This is coming as the authority is also battling inefficiency in procurement processes with non-professional people flooding the entities.
A Praz strategy document shows that there were non-professional people in practice with 50% of procurement professionals still requiring capacity building while the sector has no code of ethics and a procurement professional council.
“Twenty-five percent still need sensitisation, 60% of PEs still to apply for authorisation to conduct procurement and there are over 45% control overrides which affect effectiveness and 50% of the practitioners require capacitation on the law, while 100% require licensing,” read the document.
Praz acting chief executive officer Clever Ruswa admitted the challenges in the Covid-19 procurement, as well as gross understatement of Covid-19 procurement figures by the PEs. However, he could not give figures saying they were still under investigation by Parliament and the Auditor-General’s Office.
“Some of the non-companies that emerged from Praz monitoring and evaluation procurement reviews were as follows: As of end of 2020, 176 PEs (51%) although some having delayed submitting reports citing various reasons, complied with the directive to report on the Covid-19 procurements. 169 PEs, (49%) did not declare any Covid-19 emergency procurements. Given that the Covid-19 emergency procurements were subject to the framework arrangements centrally coordinated by the Ministry of Health and Child Care, the review process sought to assess the level to which the PPDPA Act, Circular guidelines, framework agreements and catalogues were adhered to,” he said.
“Based on the review of the 176 PE submissions, the following was observed: Submission effort of Covid-19 Emergency Procurements returns by PE Category and by Industry was at 51%. Given that the total procurement values have been derived from a 51% PE submission effort, there is a high possibility that the figures reported by PEs are way below the actual Covid-19 expenditure for this period.”
Relating to Young Health Care, details show that Health and Childcare deputy minister John Mangwiro allegedly played a part in the unprocedural awarding of a US$6 million tender to the entity, triggering investigations by Zacc.

[Dataset entries]

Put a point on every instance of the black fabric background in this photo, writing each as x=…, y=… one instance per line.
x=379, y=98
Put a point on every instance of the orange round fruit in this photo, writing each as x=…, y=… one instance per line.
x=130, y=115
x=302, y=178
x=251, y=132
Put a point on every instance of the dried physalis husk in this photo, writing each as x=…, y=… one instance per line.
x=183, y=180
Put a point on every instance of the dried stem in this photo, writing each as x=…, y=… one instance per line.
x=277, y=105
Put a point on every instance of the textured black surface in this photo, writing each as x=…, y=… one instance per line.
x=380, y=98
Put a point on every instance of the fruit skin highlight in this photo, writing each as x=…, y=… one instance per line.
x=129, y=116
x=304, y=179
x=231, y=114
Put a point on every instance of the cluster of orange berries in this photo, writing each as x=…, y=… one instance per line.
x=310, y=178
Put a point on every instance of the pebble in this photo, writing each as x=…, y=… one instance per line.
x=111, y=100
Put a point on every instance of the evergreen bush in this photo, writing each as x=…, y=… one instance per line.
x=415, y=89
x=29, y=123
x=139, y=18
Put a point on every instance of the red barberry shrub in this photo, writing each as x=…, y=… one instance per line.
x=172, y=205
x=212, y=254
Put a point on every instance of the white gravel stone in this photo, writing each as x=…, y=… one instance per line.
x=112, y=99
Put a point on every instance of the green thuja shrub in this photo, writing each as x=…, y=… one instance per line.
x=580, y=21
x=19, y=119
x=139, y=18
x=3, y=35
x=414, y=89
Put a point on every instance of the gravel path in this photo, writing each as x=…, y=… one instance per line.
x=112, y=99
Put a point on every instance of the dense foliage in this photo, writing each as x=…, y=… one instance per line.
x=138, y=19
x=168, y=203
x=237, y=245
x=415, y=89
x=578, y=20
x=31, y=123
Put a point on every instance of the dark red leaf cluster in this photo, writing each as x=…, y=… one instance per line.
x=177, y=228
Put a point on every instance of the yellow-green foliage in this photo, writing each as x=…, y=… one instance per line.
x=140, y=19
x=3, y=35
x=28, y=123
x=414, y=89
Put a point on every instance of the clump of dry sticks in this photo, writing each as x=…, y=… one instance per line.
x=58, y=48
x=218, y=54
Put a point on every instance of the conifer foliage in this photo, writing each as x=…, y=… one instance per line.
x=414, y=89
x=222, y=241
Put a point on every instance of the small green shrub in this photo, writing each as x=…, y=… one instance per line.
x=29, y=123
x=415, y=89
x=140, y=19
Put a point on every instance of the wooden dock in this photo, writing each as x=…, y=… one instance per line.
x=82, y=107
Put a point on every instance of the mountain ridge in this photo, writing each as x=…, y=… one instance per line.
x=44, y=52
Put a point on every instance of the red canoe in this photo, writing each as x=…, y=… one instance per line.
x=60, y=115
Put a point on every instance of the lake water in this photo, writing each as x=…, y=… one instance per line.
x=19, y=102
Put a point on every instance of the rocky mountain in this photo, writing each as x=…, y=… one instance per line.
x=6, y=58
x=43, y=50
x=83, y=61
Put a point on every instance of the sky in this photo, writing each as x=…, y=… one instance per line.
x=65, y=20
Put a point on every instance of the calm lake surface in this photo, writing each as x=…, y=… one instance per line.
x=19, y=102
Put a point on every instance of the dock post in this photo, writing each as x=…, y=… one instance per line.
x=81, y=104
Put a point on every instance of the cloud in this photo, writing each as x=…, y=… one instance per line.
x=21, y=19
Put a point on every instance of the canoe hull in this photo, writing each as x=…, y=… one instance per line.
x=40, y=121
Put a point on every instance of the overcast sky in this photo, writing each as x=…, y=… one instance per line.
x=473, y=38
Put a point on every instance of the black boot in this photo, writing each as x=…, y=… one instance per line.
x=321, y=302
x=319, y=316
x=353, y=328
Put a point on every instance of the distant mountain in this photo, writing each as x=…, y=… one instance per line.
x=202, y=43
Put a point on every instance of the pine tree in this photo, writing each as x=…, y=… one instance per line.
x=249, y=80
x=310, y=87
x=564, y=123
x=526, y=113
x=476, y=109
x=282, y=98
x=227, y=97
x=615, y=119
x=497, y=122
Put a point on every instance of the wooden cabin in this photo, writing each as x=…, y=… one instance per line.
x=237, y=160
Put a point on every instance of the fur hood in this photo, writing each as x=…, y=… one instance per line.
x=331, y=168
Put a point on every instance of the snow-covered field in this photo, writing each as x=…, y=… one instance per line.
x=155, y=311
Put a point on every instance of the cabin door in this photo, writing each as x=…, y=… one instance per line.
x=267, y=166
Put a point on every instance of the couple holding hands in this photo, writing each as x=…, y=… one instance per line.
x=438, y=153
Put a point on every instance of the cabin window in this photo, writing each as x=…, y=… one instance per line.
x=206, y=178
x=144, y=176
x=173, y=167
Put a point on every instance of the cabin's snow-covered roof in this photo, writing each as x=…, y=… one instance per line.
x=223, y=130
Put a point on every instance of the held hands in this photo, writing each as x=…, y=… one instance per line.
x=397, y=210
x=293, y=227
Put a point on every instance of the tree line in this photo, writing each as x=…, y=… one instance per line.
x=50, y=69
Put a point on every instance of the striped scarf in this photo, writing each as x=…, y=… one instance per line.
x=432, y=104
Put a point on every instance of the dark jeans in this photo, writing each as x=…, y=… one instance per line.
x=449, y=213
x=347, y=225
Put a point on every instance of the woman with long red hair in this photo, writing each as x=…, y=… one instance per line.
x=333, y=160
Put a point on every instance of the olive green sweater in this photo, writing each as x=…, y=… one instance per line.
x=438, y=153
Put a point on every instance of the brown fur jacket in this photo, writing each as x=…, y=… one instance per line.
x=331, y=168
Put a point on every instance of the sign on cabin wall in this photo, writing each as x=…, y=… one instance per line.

» WHAT THIS EXERCISE ASKS:
a. In the procurement article, how many PEs did not declare any Covid-19 emergency procurements?
b. Write the next part of the procurement article, picking up after its last sentence.
The items are separate material, unrelated to the procurement article.

» REPLIES:
a. 169 PEs (49%) did not declare any Covid-19 emergency procurements.

b.
In December 2020, Mangwiro, was summoned by Zacc. A warned and cautioned statement was recorded over the Young Health Care tender.
Mangwiro was facing charges of interfering in the bidding process for the supply of Covid-19-related materials by Young Health Care to the National Pharmaceutical Company (Natpharm).
Based on the Ministry of Finance and Economic Development submission, the government provided a total budget of ZW$3,7 billion (US$43,5 million) across various ministries and departments although, the actual disbursements at September 2020 to PEs against this budget is reported as a total of ZW$2,3 billion (US$27 million).
Delays and non-submission of returns and procurement entities levels imply a significant and urgent need for the PPDPA compliance, monitoring and evaluation regulations to be gazetted to enforce compliance by procuring entities and suppliers to the PPDPA.
Red flags have also been raised around the irregular procurement deals which revealed a range of irregularities relating to price variations, fraudulent payments and duplicate payments. Other irregularities also include substandard goods and services under deliveries, inefficiencies, wastage of financial resources and high cost of procurement processes.
Transparency International Zimbabwe (TIZ) executive director Muchaneta Mundopa in a report titled Illicit Financing in the Health Sector in Zimbabwe said authorities should be accountable by publishing notices of contract awards on the Praz website within 30 days of the contract award, as required by Section 68 of the PPDPA.
“Parliament can also follow up with Praz on its recommendation that Praz only registers reputable companies and only engage reputable pre-registered suppliers for single-source public procurement contracts, unless they are unable to provide the supplies,” she said.